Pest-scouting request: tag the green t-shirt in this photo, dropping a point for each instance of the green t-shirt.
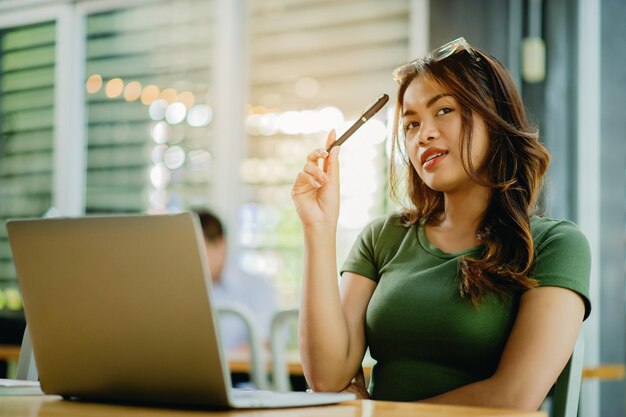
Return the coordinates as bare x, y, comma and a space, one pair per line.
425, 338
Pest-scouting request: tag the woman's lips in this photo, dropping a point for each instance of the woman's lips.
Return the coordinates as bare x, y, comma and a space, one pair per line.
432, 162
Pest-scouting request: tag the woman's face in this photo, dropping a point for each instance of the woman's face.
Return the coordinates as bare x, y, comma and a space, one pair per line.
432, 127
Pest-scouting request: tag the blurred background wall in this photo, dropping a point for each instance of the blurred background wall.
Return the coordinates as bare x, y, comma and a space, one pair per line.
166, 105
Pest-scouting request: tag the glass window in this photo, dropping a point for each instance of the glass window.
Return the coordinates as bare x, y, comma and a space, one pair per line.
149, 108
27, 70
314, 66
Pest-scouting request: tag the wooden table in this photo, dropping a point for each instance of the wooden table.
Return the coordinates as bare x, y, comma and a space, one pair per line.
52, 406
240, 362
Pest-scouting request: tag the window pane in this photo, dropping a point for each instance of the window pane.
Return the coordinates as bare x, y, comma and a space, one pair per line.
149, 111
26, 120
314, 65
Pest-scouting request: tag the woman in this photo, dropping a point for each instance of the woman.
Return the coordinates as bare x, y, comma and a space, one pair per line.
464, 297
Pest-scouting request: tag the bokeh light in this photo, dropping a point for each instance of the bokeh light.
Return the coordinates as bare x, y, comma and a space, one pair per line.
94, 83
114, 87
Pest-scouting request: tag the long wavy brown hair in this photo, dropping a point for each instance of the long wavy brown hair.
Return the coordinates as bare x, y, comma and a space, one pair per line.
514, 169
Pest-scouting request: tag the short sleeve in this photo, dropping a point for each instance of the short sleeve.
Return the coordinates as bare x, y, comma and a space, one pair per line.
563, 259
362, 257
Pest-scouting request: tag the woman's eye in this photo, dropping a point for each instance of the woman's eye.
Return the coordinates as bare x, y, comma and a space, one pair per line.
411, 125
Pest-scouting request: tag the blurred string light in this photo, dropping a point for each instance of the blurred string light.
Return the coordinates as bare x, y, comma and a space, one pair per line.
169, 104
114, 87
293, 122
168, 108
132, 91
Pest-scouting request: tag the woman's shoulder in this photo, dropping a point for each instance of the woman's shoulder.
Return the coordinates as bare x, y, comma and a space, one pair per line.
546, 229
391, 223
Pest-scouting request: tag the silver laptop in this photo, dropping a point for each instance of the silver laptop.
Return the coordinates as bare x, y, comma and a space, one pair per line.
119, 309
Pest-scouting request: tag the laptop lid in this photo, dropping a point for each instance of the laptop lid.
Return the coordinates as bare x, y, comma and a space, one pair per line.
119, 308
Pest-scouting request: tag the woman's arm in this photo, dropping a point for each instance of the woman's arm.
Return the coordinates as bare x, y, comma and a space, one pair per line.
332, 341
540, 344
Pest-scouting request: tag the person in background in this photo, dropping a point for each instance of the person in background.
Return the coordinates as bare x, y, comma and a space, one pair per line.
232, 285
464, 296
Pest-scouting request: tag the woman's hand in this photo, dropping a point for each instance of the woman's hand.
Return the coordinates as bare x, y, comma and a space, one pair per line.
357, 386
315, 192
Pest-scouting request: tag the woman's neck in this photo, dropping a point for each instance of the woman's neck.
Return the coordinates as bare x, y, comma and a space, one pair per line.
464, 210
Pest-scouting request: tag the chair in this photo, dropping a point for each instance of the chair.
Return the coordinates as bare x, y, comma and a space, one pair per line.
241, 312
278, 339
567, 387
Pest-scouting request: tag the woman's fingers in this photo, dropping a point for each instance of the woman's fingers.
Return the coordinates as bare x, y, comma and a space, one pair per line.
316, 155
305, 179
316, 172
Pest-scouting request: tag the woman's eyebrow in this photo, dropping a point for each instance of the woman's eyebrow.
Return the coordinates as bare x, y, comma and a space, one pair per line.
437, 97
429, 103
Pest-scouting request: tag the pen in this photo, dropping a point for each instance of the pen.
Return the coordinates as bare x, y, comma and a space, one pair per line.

----

• **The exercise**
Arrange every line of the data above as a numbered list. Omit blank lines and leave the pictures out.

• **Output**
1. Pest-scouting request: tag the green t-shirt in this photo, dropping a point for each instance of the green t-shirt.
2. Return the coordinates as bare x, y, comma and a space, one pair per line.
3. 425, 338
4. Pest-scouting request: tag the woman's lips in this photo, dropping a point for each instance of the woman's lips.
5. Return the coordinates as bare x, y, comma and a space, one pair per line.
6. 432, 162
7. Pest-scouting request: tag the woman's face in this photo, dropping a point for each instance of the woman's face.
8. Return the coordinates as bare x, y, comma and a space, one pair per line.
9. 432, 127
10. Pest-scouting request: tag the blurred background wall in this photo, dropping a point for each instance of the blurred background wall.
11. Return the coordinates as bare x, y, comma and a space, one pair per line.
12. 166, 105
13. Pest-scouting request: tag the glass window in this photo, dropping a point for each instance of the glass window.
14. Return the coordinates as bare x, y, comma and a space, one pair per line.
15. 149, 108
16. 27, 70
17. 314, 66
18. Pest-scouting request: tag the wooden table in this photo, dropping a point for each instance of the wooden table.
19. Return the coordinates as bare x, y, comma and a space, one pair per line.
20. 52, 406
21. 240, 362
22. Pest-scouting request: tag the window pane in this photo, dropping a point for each instance of the window pane.
23. Return the coordinates as bare x, y, comma and a space, one pair per line.
24. 149, 111
25. 26, 120
26. 314, 65
27. Pest-scouting request: tag the woman in this photo, dropping a point for each instance of the woman.
28. Return the coordinates as bare x, y, comma and a space, one pair per line.
29. 464, 297
30. Pest-scouting request: tag the bokeh light in this photo, dropping a point for each instance of the bokeh light.
31. Return the coordinates as bare x, y, comma and a space, one pair per line.
32. 94, 83
33. 114, 87
34. Pest-scouting request: tag the long wavy brown hair in this photo, dropping a point for each instance of the long wavy brown hair.
35. Return the coordinates as bare x, y, comma and a space, one pair per line.
36. 514, 169
37. Pest-scouting request: tag the short sleeve in this photo, dropping a point for each instance of the short sleeve.
38. Return the coordinates as bare x, y, comma and a space, one pair per line.
39. 563, 259
40. 362, 257
41. Pest-scouting request: tag the woman's eye in this photo, dropping a point for each instance of the woman's eye.
42. Return the coordinates as bare x, y, comma and a space, one pair per line.
43. 411, 125
44. Pest-scouting request: tag the blurred string light in this photo, dropping a point for each instance of the blurred string light.
45. Return the coordinates as bare x, y, comma and a space, one pair per line.
46. 169, 104
47. 114, 87
48. 293, 122
49. 168, 108
50. 132, 91
51. Pest-scouting request: tag the woman's shoulder in this photo, dropping a point for each instance of the woman's shoulder.
52. Return the coordinates as bare x, y, comma and a space, one pair per line.
53. 546, 229
54. 391, 223
55. Pest-scouting request: tag the silver laptop in this photo, dropping a point for each instance of the silver laptop.
56. Return the coordinates as bare x, y, comma and a space, one pair per line.
57. 119, 309
58. Pest-scouting request: tag the laptop lid in this photo, dropping a point for each instance of the laptop lid.
59. Return the coordinates as bare x, y, comma and a space, one pair per line.
60. 119, 308
61. Pest-scouting request: tag the woman's arm in this photo, dropping a point for each instance of the woman's arm.
62. Return the coordinates as bare x, y, comma and a space, one pair per line.
63. 332, 341
64. 540, 344
65. Pest-scouting request: tag the person in background in this photo, dropping a point for each instance of the person in background.
66. Return the coordinates as bare x, y, comma and a space, one pair per line.
67. 232, 285
68. 464, 296
69. Pest-scouting request: tag the woman's hand in this photo, dropping a point for each instance of the woman's hand.
70. Return the coordinates as bare x, y, comma and a space, one pair per line.
71. 357, 386
72. 315, 192
73. Pest-scouting request: tag the woman's neck in this photo, dropping a point for each instance of the woman's neck.
74. Return the coordinates as bare x, y, comma and a space, one pair per line.
75. 464, 210
76. Pest-scouting request: tag the chair in this photo, dropping a point for each instance of the chair.
77. Return the coordinates as bare x, y, comma and a space, one pair per line.
78. 241, 312
79. 278, 339
80. 567, 387
81. Pest-scouting request: tag the woman's fingers in this photo, dropping a point for each instance of the woman's fingers.
82. Return the coordinates as bare x, y, comma and a space, one pair per line.
83. 316, 155
84. 305, 179
85. 316, 172
86. Pest-scouting request: tag the woman's eyebrow in this photo, dropping a point for each instance of the woman's eyebrow.
87. Return the coordinates as bare x, y, comma and a space, one pair per line.
88. 437, 97
89. 429, 103
90. Pest-scouting request: tag the pen in this photo, dropping a point for each instance of the pen.
91. Return the coordinates as bare x, y, comma and a space, one pair per line.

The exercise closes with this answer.